The belt of truth around our waist is that we can’t be in harmony with one another when we are wearing the boots of division and lobbing fiery darts of fierce judgement at one another.
The hardest thing from today’s reading from Paul’s letter to the Ephesians may just be the call to stand firm in our convictions, to guard our values around health and healing, peace, truth, justice and harmony while at the same time shielding ourselves from our own propensity to lash out at one another in hurtful or divisive ways when our values are being challenged.
Perhaps that’s why Paul ends this passage with the imperative to pray always, to stay connected to Christ, to draw our strength from the power of love, so that we might withstand our human inclination to get caught up in powers that destroy, divide and demonize what Paul refers to as the tactics of the Devil.
The reality is that there is evil in the world. People do unspeakable things to one another and to creation, we need look no further than the ovens of Auschwitz, or the intergenerational trauma resulting from residential schools, our burning forests or the images that are still fresh in our minds of Afghani citizens clinging to the outside of an airplane, risking and in some cases losing their lives because the alternative, living under the rule of the Taliban was experienced as too much evil for them to face.
There is evil in the world but we need to be cautious about thinking we can easily determine what is good and bad, right and wrong. It’s important to understand that part of what the apostle Paul is addressing in today’s passage is systemic evil, the way that we as human beings can create and get caught up in and live out of systems that are harmful often without even realizing it. It’s important we learn to recognize and stand firm against this kind of systemic evil because once we get caught up in personifying and demonizing one another, there is little hope of redemption and little hope of harmony.

★ ★ ★ ★ ★

## Required actions
a – Summarize the text on Paul's letter to the Ephesians in two sentences.
b – In the text on Paul's letter to the Ephesians, with what imperative does Paul end the passage?
c – Write the next part of the text on Paul's letter to the Ephesians, starting after its final sentence.
The records are not needed to complete the work on the text.

## Listed entries
★ ★ ★ ★ ★

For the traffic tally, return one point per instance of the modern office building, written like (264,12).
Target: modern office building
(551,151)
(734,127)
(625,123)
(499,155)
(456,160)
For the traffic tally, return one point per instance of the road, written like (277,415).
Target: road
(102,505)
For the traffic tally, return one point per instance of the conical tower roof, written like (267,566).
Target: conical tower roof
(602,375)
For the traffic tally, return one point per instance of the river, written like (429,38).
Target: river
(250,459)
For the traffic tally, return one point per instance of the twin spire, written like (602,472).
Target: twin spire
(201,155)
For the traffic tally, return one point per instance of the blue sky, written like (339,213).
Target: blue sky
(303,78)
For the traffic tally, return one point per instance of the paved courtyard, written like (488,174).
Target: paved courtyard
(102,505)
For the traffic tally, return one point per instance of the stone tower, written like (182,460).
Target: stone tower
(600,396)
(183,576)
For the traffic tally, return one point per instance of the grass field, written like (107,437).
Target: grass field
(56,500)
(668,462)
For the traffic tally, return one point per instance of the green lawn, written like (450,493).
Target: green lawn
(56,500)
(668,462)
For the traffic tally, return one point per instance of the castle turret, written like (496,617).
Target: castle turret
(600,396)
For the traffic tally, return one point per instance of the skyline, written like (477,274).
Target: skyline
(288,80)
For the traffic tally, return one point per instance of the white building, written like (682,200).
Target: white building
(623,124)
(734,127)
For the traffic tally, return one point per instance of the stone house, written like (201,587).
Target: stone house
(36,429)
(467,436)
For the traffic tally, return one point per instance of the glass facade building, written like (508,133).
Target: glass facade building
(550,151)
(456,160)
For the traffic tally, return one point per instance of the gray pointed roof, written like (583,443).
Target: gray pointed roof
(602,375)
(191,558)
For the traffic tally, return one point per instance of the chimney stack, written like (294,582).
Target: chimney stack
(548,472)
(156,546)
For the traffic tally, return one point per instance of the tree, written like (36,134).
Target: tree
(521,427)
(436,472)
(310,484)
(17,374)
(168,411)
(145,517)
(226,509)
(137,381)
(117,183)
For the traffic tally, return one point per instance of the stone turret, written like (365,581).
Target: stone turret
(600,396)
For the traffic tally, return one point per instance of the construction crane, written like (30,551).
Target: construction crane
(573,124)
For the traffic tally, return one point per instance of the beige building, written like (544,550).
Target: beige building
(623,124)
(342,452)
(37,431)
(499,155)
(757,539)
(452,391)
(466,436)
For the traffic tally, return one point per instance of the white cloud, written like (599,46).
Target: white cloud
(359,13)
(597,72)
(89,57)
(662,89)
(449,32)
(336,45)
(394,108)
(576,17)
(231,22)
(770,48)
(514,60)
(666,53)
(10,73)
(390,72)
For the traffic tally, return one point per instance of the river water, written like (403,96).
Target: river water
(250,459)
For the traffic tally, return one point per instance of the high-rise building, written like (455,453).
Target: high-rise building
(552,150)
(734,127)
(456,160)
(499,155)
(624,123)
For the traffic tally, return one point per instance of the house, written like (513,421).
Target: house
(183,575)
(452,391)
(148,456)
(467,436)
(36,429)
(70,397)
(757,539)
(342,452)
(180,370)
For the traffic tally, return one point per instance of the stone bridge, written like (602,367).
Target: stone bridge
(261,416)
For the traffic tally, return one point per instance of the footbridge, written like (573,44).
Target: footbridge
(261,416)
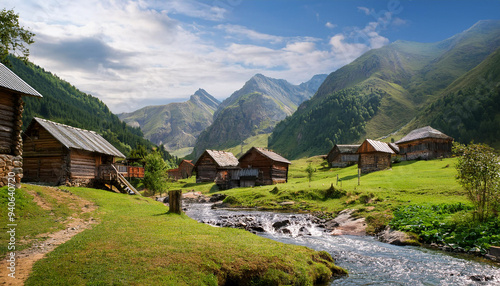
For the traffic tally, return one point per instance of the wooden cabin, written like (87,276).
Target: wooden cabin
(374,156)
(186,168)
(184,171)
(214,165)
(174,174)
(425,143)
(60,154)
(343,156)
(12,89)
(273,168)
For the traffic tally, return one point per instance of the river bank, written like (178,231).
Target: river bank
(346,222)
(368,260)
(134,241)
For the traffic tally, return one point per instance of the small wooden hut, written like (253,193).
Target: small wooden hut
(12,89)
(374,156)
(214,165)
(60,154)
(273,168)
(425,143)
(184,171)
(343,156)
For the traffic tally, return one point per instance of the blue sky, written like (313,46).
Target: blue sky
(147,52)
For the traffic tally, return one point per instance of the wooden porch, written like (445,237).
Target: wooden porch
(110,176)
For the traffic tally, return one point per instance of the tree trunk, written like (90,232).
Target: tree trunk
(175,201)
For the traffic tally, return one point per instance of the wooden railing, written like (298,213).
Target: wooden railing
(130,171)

★ ★ ★ ★ ★

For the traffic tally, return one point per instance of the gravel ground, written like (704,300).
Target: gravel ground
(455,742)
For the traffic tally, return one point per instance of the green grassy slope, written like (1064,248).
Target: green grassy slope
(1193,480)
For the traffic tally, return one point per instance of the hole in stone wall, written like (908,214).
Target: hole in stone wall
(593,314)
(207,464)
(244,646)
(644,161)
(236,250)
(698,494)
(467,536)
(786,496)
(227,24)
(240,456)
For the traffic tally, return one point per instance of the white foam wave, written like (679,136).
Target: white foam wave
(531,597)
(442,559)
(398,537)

★ ★ ★ ★ ★

## Exercise results
a – The hardest call in the reading from Paul's letter to the Ephesians may be to stand firm in our values while guarding against our own tendency to lash out at one another in hurtful or divisive ways, which is perhaps why Paul ends with the imperative to pray always and draw strength from the power of love. There is evil in the world, but we should be cautious about easily judging good and bad, since Paul is partly addressing systemic evil, and once we demonize one another there is little hope of redemption or harmony.

b – The imperative to pray always.

c –
Yesterday I heard an interview with retired Colonel Jamie Hammond who served in Afghanistan for many years. Despite the horrific images coming out of the country this week, his message was a surprisingly hopeful one. Unlike me and many others who were ready to demonize the Taliban and declare the entire situation in the country a lost cause, he pointed out that Canadian soldiers and their Afghani counterparts have stood firm in their convictions for almost twenty years that literacy and women’s education and health care and the dignity of each and every life should be available to everyone in the country. He said that because of those convictions, those values they have protected and defended, an entire generation has glimpsed a vision of peace and possibility for themselves and their country and we need to believe in their capacity to stand firm in those convictions. I might add that we need to pray ceasingly for their capacity to do that.
What was cancelled due to Covid that you secretly celebrated? How does that help you know what you truly value? How might you protect that going forward? What is it that you need to pray for always?
My own hope is that one thing that has been permanently cancelled in our world is any notion that we are not inextricably connected to one another because we are. I pray that we may be given the grace and the strength to defend and protect our planet and one another in peaceful and harmonious ways. I pray that the struggle to do so will be more than worth it.